# Instructions to follow:
Extract the following lines and reproduce them exactly, character for character.

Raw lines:
========================
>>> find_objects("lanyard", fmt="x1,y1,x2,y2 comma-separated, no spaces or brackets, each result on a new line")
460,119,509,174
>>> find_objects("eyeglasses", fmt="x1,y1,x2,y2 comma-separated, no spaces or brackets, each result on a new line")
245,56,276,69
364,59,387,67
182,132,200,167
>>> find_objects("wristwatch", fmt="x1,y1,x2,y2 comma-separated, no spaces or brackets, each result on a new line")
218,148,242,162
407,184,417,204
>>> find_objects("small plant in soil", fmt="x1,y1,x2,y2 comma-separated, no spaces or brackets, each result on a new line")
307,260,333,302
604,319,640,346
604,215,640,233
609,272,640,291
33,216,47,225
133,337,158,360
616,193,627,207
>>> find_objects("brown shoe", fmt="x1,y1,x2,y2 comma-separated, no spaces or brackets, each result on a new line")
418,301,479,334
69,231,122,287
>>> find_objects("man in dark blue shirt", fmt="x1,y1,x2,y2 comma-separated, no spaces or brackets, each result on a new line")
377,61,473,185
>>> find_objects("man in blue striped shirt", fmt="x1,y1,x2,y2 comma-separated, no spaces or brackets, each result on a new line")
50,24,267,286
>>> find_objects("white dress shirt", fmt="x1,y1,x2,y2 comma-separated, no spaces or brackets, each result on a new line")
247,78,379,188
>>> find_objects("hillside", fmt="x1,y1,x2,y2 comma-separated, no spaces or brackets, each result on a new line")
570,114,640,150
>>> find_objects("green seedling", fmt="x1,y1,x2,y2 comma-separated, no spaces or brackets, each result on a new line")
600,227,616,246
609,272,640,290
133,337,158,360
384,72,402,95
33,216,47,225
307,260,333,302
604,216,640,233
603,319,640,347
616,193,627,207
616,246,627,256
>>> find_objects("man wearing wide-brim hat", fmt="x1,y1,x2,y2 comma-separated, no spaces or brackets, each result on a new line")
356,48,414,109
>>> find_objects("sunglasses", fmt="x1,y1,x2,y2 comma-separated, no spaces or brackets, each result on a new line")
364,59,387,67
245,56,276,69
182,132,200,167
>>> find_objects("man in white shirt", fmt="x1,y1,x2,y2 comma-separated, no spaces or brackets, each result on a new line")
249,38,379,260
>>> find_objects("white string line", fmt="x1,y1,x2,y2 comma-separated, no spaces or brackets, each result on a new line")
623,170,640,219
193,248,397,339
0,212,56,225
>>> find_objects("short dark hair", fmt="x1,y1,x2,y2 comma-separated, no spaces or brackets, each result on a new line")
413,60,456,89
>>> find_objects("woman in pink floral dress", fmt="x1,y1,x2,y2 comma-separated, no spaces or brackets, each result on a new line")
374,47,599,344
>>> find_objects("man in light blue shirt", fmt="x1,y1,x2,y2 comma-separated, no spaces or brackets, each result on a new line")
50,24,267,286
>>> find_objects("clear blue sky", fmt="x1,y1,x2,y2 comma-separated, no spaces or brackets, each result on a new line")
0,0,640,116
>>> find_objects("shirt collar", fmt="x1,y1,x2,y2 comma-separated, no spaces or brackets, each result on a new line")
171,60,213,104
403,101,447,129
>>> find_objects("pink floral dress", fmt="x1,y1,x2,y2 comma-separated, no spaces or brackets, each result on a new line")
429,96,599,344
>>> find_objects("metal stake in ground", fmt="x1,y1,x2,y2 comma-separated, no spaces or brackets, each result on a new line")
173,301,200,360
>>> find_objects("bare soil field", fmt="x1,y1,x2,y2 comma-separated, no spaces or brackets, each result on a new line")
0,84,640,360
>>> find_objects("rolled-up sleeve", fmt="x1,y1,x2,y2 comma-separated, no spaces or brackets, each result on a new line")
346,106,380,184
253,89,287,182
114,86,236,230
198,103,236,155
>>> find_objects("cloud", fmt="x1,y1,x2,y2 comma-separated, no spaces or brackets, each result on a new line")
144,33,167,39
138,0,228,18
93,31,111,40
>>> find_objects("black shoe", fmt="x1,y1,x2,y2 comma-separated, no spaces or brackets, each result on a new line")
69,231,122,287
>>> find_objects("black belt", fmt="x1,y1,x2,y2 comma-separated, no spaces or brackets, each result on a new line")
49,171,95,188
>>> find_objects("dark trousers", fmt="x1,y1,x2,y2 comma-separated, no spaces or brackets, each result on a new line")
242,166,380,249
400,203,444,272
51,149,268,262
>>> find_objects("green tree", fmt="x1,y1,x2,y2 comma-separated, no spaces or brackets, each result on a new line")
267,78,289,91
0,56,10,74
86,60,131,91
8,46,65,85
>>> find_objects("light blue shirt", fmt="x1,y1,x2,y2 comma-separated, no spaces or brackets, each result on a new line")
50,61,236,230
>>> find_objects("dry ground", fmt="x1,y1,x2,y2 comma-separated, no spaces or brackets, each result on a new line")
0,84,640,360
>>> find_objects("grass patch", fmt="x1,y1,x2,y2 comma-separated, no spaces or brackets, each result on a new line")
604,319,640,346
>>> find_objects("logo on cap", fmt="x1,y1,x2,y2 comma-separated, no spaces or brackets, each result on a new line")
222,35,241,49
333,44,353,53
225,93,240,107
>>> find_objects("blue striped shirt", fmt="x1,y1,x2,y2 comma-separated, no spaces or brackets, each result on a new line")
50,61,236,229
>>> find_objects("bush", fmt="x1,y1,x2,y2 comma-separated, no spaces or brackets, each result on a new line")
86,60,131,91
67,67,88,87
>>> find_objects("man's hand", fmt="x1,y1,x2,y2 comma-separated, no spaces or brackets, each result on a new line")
========================
# Solved problem:
>>> find_objects("lanyard", fmt="x1,y1,x2,y2 comma-separated, no spaces or brackets, each result on a new line")
460,119,509,174
>>> find_objects("eyeglasses", fmt="x1,y1,x2,y2 comma-separated, no spaces or brackets, each result on a new line")
245,56,276,69
364,59,387,67
182,132,200,167
>>> find_objects("wristwatch", fmt="x1,y1,x2,y2 comma-separated, no spaces or brackets, each result on a new line")
218,148,242,162
407,184,417,204
>>> find_objects("small plant in soil", fmt="x1,y1,x2,y2 comma-separated, no spaces or brackets, each result on a new line")
307,260,333,302
604,319,640,346
604,215,640,233
609,272,640,291
33,216,47,225
133,337,158,360
616,193,627,207
>>> find_objects("brown shoe", fmt="x1,y1,x2,y2 comma-separated, no spaces or brackets, each result on a new line")
418,301,479,334
69,231,122,287
>>> find_objects("man in dark blue shirt", fmt="x1,y1,x2,y2 comma-separated, no spaces or brackets, each result on a new line")
377,61,473,185
>>> find_objects("man in blue striped shirt", fmt="x1,y1,x2,y2 comma-separated, no spaces or brackets, each result on a new line")
50,24,267,286
>>> find_objects("white dress shirt", fmt="x1,y1,x2,y2 comma-separated, no spaces or brackets, each result on a new line")
247,78,379,188
>>> find_objects("hillside", fmt="x1,y1,x2,y2 comma-separated, no spaces or brackets, each result on a new line")
570,114,640,150
>>> find_objects("green seedling", fmt="x1,y1,x2,y2 comma-separated, no spaces or brackets, each result on a new line")
600,227,616,246
609,272,640,290
133,337,158,360
384,72,402,95
33,216,47,225
307,260,333,302
604,216,640,233
603,319,640,347
616,193,627,207
616,246,627,256
>>> find_objects("man wearing wide-brim hat", fmt="x1,y1,x2,y2 comma-separated, no spaces or brackets, each result on a new line")
356,48,414,109
>>> find_objects("sunglasses", fmt="x1,y1,x2,y2 comma-separated, no spaces or brackets, each result on a new line")
364,59,387,67
245,56,276,69
182,132,200,167
>>> find_objects("man in white shirt", fmt="x1,y1,x2,y2 comma-separated, no spaces or brackets, each result on a new line")
249,38,379,260
>>> find_objects("white string line", fmt="x1,y1,x2,y2 comma-separated, no spaces or brackets, each result on a new line")
623,170,640,219
193,248,397,339
0,212,56,225
>>> find_objects("short dark hair", fmt="x1,y1,x2,y2 comma-separated, no spaces or brackets, each result on a new line")
413,60,456,89
>>> find_objects("woman in pink floral dress", fmt="x1,y1,x2,y2 comma-separated, no spaces or brackets, each result on a new line")
374,47,599,344
>>> find_objects("man in light blue shirt", fmt="x1,y1,x2,y2 comma-separated, no spaces or brackets, each result on a new line")
50,24,267,286
>>> find_objects("clear blue sky", fmt="x1,y1,x2,y2 comma-separated, no spaces or brackets, each result on a new line")
0,0,640,116
>>> find_objects("shirt collar", fmt="x1,y1,x2,y2 comma-separated, no spaces or brackets, each result on a new line")
171,60,213,104
403,101,447,129
>>> find_objects("pink floral dress", fmt="x1,y1,x2,y2 comma-separated, no spaces or brackets, each result on a new line")
429,96,599,344
>>> find_objects("metal stake in ground", fmt="x1,y1,x2,y2 comma-separated, no spaces or brackets, each result on a new line")
173,301,200,360
>>> find_objects("bare soil field", fmt="x1,y1,x2,y2 comma-separated, no spaces or brackets, each result on a new line")
0,84,640,360
>>> find_objects("rolled-up sleeve", fmt="x1,y1,x2,y2 comma-separated, no spaces or brackets, each result on a new line")
346,106,380,184
253,89,287,182
114,86,236,230
198,103,236,155
>>> find_objects("cloud", fmt="x1,y1,x2,y2 comma-separated, no spaces or brackets, each result on a new line")
144,33,167,39
138,0,228,18
93,31,111,40
>>> find_objects("black shoe", fmt="x1,y1,x2,y2 comma-separated, no spaces or brackets, each result on a new line")
69,231,122,287
>>> find_objects("black belt", fmt="x1,y1,x2,y2 comma-separated, no spaces or brackets, each result on a new line")
49,171,95,188
>>> find_objects("dark trousers", fmt="x1,y1,x2,y2 comma-separated, no spaces or brackets, each result on a new line")
242,166,380,249
400,203,444,272
51,149,268,262
>>> find_objects("green tree", fmt="x1,y1,x2,y2 comma-separated, no spaces or brackets, each result on a new line")
267,78,289,91
0,56,10,74
86,60,131,91
8,46,65,85
>>> find_objects("light blue shirt", fmt="x1,y1,x2,y2 comma-separated, no spaces or brackets, each result on a new line")
50,61,236,230
>>> find_objects("dry ground", fmt="x1,y1,x2,y2 comma-separated, no spaces or brackets, each result on a new line")
0,84,640,360
>>> find_objects("grass patch", fmt="x1,y1,x2,y2 comma-separated, no spaces or brackets, each result on a new line")
604,319,640,346
>>> find_objects("logo on cap", fmt="x1,y1,x2,y2 comma-separated, no spaces or brackets, each result on a new line")
222,35,241,49
333,44,353,53
225,93,240,107
>>> find_objects("blue striped shirt", fmt="x1,y1,x2,y2 comma-separated, no spaces or brackets, each result on a new line")
50,61,236,229
>>> find_objects("bush", fmt="x1,y1,x2,y2 comma-separated, no spaces or brackets, each result on a new line")
86,60,131,91
67,67,88,87
>>> find_objects("man's hand", fmt="x1,y1,x2,y2 comma-separated, no spaces or brackets, each result on a new line")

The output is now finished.